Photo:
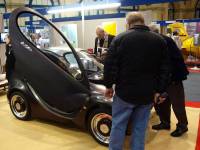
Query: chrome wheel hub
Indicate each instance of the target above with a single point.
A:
(18, 106)
(101, 127)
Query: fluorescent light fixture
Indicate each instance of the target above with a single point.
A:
(84, 7)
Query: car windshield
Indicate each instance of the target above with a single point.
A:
(47, 39)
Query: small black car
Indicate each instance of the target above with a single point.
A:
(47, 83)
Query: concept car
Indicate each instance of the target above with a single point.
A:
(49, 80)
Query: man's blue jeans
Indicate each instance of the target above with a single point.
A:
(121, 113)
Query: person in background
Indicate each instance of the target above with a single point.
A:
(169, 32)
(102, 42)
(175, 91)
(10, 60)
(140, 73)
(177, 39)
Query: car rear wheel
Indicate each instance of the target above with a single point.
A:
(20, 106)
(99, 125)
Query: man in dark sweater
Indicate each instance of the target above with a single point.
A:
(137, 63)
(102, 43)
(176, 96)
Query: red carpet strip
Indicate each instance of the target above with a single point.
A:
(192, 104)
(198, 137)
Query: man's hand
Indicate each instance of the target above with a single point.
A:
(158, 99)
(109, 93)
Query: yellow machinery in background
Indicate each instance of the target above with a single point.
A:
(110, 27)
(188, 46)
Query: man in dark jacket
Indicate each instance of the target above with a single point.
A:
(137, 62)
(175, 91)
(102, 43)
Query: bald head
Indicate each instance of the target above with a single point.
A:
(154, 28)
(134, 18)
(100, 32)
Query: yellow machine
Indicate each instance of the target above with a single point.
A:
(188, 46)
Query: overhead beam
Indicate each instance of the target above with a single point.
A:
(52, 2)
(196, 9)
(5, 6)
(59, 2)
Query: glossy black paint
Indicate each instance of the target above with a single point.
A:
(52, 92)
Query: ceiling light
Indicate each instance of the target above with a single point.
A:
(84, 7)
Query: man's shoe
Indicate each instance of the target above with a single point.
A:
(179, 132)
(161, 126)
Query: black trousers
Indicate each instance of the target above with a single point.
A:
(176, 98)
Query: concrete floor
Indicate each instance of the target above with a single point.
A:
(42, 135)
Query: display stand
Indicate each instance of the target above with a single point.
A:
(196, 43)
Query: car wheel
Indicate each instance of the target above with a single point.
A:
(20, 106)
(99, 125)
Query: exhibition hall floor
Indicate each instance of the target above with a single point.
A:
(43, 135)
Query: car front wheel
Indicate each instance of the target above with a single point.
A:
(99, 125)
(20, 106)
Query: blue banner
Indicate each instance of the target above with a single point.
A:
(144, 2)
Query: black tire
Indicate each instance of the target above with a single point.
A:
(100, 129)
(19, 106)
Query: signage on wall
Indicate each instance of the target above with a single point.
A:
(145, 2)
(1, 23)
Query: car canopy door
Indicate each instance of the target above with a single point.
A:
(61, 91)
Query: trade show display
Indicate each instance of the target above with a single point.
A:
(53, 80)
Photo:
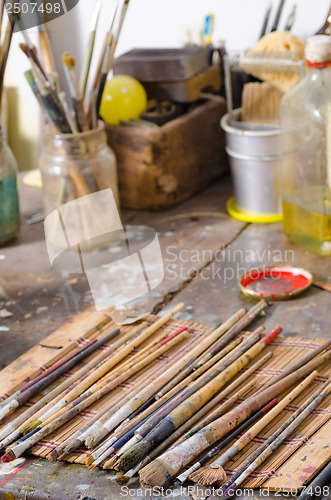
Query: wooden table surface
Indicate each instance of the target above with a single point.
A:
(204, 252)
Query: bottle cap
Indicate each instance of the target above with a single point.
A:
(318, 49)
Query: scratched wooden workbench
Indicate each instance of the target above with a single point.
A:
(204, 253)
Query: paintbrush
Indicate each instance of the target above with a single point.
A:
(200, 474)
(283, 427)
(316, 487)
(266, 20)
(88, 334)
(243, 322)
(298, 364)
(180, 432)
(69, 64)
(46, 49)
(115, 379)
(78, 438)
(274, 445)
(71, 121)
(38, 386)
(110, 52)
(220, 410)
(102, 428)
(182, 395)
(5, 50)
(89, 50)
(28, 420)
(214, 473)
(170, 463)
(189, 407)
(291, 18)
(121, 353)
(278, 15)
(124, 479)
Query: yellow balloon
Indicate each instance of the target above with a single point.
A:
(124, 99)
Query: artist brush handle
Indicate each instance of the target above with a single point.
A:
(274, 445)
(101, 88)
(282, 428)
(81, 118)
(238, 430)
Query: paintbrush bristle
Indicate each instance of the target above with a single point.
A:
(122, 480)
(72, 446)
(157, 473)
(208, 476)
(24, 49)
(92, 441)
(89, 460)
(68, 60)
(134, 455)
(117, 465)
(110, 463)
(31, 427)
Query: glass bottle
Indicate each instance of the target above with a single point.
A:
(75, 165)
(9, 204)
(305, 119)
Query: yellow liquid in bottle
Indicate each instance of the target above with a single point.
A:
(307, 218)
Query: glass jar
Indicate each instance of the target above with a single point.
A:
(75, 165)
(305, 120)
(9, 205)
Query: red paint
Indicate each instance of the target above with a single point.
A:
(274, 282)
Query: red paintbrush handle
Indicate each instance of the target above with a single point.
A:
(173, 335)
(271, 336)
(268, 407)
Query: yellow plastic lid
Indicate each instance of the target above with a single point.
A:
(234, 211)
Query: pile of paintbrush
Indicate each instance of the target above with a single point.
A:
(175, 411)
(80, 112)
(7, 25)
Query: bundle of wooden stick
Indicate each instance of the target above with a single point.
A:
(174, 412)
(79, 113)
(7, 25)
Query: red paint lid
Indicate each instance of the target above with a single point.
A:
(275, 283)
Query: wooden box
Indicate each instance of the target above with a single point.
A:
(159, 168)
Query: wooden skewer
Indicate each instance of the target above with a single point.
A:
(53, 375)
(160, 470)
(20, 447)
(283, 427)
(46, 48)
(215, 473)
(274, 445)
(179, 433)
(89, 50)
(28, 420)
(102, 428)
(69, 64)
(78, 438)
(225, 406)
(113, 361)
(110, 52)
(298, 364)
(218, 343)
(189, 407)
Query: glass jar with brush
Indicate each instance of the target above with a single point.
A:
(75, 165)
(305, 118)
(9, 204)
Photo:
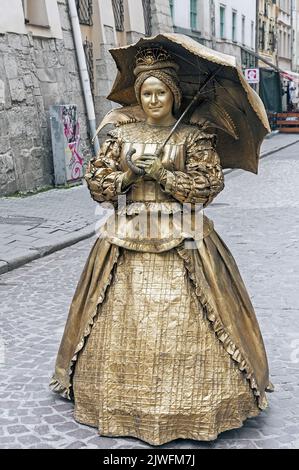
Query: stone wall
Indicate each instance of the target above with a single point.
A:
(35, 73)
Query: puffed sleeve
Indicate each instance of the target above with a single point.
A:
(104, 176)
(203, 178)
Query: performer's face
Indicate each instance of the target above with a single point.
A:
(156, 100)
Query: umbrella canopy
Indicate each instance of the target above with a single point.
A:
(227, 103)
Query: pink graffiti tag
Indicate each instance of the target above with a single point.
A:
(72, 133)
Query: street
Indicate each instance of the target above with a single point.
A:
(258, 218)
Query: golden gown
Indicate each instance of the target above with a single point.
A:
(161, 340)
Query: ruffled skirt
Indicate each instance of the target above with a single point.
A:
(152, 366)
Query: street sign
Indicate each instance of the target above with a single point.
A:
(252, 75)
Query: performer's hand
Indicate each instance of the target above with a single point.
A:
(151, 165)
(129, 178)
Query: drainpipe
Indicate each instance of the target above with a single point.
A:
(83, 72)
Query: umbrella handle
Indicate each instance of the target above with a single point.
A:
(134, 168)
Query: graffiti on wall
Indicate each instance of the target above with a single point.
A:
(71, 129)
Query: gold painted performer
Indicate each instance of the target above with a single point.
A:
(161, 340)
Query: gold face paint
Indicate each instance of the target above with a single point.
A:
(157, 102)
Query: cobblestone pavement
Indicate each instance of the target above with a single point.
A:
(258, 218)
(34, 226)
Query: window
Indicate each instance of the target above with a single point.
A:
(35, 13)
(262, 36)
(88, 50)
(222, 22)
(147, 17)
(118, 12)
(84, 10)
(171, 6)
(243, 30)
(234, 26)
(193, 14)
(271, 38)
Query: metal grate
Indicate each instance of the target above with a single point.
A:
(147, 17)
(84, 9)
(118, 12)
(88, 49)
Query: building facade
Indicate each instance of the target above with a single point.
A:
(227, 26)
(285, 34)
(38, 69)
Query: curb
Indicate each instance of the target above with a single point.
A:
(89, 231)
(19, 261)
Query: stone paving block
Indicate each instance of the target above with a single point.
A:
(19, 429)
(28, 440)
(54, 419)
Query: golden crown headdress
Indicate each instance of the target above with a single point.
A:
(153, 58)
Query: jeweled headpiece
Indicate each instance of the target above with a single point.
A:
(155, 61)
(153, 58)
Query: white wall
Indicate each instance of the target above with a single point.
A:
(242, 7)
(135, 16)
(181, 13)
(12, 19)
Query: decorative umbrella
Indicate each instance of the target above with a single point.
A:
(215, 94)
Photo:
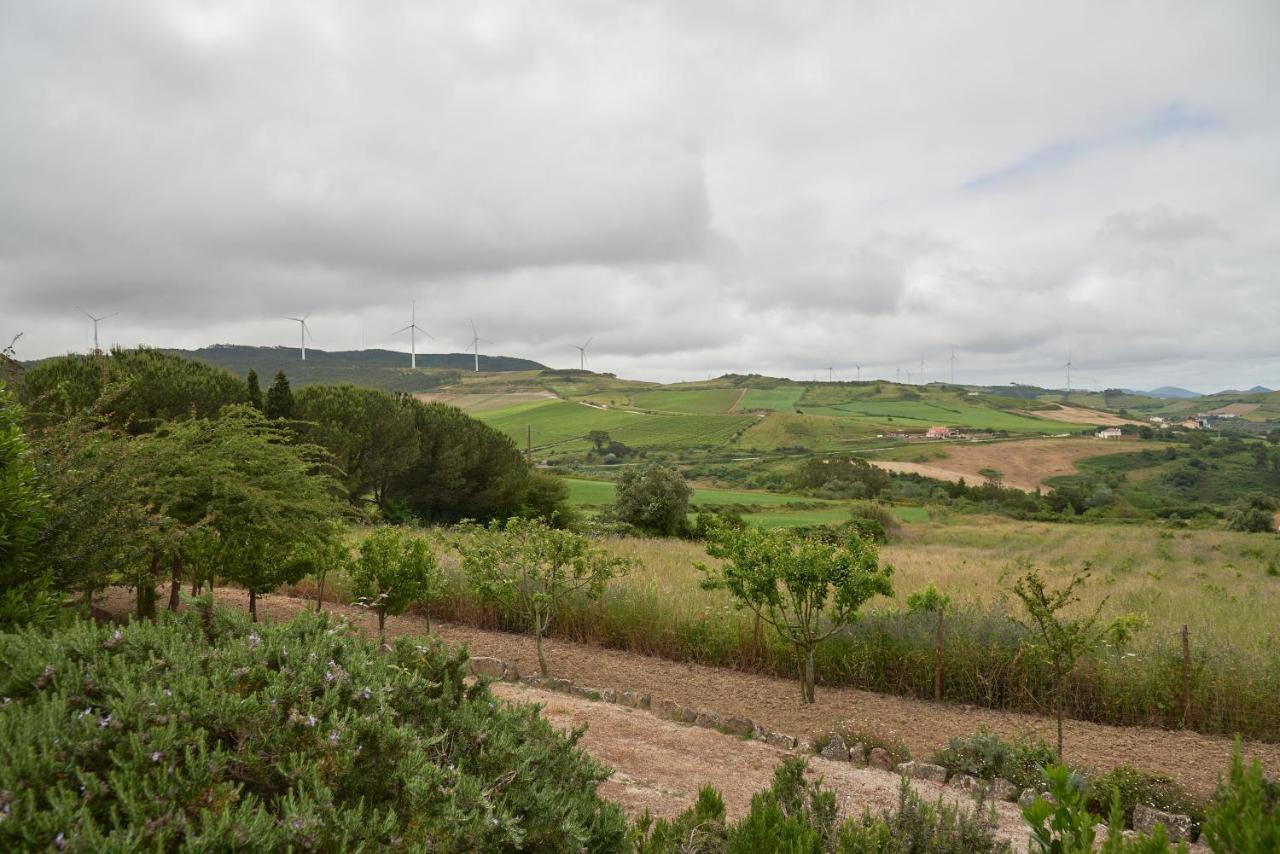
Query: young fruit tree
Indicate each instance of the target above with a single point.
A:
(525, 565)
(804, 587)
(394, 570)
(1059, 640)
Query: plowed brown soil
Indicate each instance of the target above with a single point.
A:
(1193, 759)
(1024, 464)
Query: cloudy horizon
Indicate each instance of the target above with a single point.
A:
(700, 188)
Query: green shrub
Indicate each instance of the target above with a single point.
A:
(918, 827)
(794, 814)
(204, 731)
(1244, 817)
(1133, 786)
(698, 830)
(869, 738)
(1064, 825)
(987, 756)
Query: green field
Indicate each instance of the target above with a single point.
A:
(702, 401)
(562, 425)
(914, 415)
(777, 400)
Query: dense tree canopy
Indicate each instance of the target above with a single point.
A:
(464, 469)
(135, 389)
(371, 435)
(654, 498)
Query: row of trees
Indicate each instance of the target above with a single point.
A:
(141, 467)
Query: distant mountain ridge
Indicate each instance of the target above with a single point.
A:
(240, 357)
(1171, 393)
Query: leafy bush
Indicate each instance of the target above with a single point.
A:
(918, 827)
(1244, 817)
(987, 756)
(654, 498)
(204, 731)
(1064, 825)
(1133, 786)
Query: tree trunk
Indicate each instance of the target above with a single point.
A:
(176, 581)
(147, 590)
(807, 688)
(1057, 709)
(937, 662)
(542, 656)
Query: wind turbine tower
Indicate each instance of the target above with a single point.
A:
(475, 343)
(96, 320)
(412, 329)
(581, 352)
(304, 330)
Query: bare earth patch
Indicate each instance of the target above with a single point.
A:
(1080, 415)
(1025, 464)
(1193, 759)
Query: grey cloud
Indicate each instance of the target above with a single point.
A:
(696, 185)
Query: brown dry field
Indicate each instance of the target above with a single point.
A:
(1080, 415)
(1193, 759)
(1025, 464)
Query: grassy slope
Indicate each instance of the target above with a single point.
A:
(563, 424)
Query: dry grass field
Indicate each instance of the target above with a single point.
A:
(1025, 464)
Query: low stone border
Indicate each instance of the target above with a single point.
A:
(835, 748)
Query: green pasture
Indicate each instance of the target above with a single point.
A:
(778, 400)
(775, 510)
(702, 401)
(563, 424)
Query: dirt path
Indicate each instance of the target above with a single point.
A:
(659, 766)
(1196, 761)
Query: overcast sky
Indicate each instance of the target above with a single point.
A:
(703, 187)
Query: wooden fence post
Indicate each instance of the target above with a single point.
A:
(1187, 676)
(937, 661)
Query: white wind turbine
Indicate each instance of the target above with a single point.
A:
(304, 330)
(96, 320)
(475, 343)
(581, 352)
(412, 329)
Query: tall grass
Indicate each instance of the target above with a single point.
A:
(1212, 581)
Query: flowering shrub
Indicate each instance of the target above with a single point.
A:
(205, 731)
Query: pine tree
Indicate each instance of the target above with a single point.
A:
(279, 398)
(255, 391)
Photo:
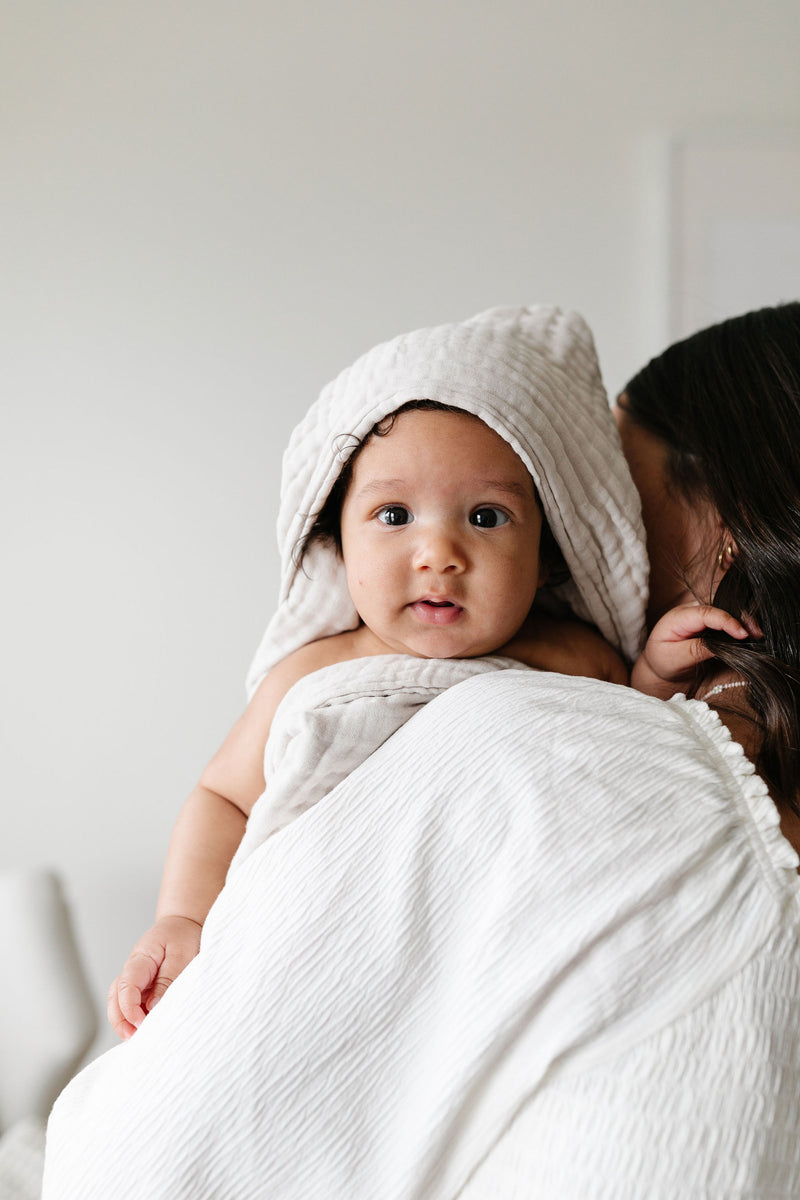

* _Task description_:
Among the records, find every line holding the word "display" and copy it.

* _Solution for this problem_:
Query: display stand
Query: trade show display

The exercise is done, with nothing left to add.